§ TASK TO CARRY OUT:
All entries are to be retyped without alteration.

*** Opening SUPPLIED INFORMATION ***

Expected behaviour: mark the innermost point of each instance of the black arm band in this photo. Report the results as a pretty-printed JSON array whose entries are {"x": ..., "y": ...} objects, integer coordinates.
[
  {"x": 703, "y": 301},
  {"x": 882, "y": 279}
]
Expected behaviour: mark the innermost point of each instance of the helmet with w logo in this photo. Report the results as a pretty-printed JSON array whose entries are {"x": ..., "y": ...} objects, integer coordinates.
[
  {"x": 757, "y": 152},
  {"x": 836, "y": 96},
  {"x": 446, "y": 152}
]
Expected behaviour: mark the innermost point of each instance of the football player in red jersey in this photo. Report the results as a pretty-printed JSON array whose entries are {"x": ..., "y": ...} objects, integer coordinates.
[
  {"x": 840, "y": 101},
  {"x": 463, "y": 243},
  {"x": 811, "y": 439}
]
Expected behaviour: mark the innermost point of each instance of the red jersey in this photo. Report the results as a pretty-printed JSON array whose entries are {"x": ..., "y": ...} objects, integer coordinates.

*** Closing SUPPLIED INFORMATION ***

§ RESULT FOR THIS TASK:
Expected behaviour: mark the innermost point of each instance of the black arm band in this photo. Report the results as a pretty-printed JSON array whose entries are {"x": ..., "y": ...} objects, integer coordinates.
[
  {"x": 703, "y": 301},
  {"x": 882, "y": 279}
]
Expected behaviour: mark the innermost point of each instance of the helmet with w logo in this photo. Report the results as a pretty-printed JSON array whose entries are {"x": ..., "y": ...} objects, integer coordinates.
[
  {"x": 757, "y": 152},
  {"x": 836, "y": 96},
  {"x": 446, "y": 152}
]
Expected behaviour: mark the innermost point of each instance of the football player in red jersey in this photo. Report the results as a pretty-printed JSON array whose entries are {"x": ..., "y": ...} objects, integer coordinates.
[
  {"x": 840, "y": 101},
  {"x": 463, "y": 243},
  {"x": 811, "y": 439}
]
Expected behaviour: mark the innermost point of each instance of the red jersey in this photo. Report the results as a pretty-printed JSON array whose entries are {"x": ..., "y": ...} objects, integer coordinates.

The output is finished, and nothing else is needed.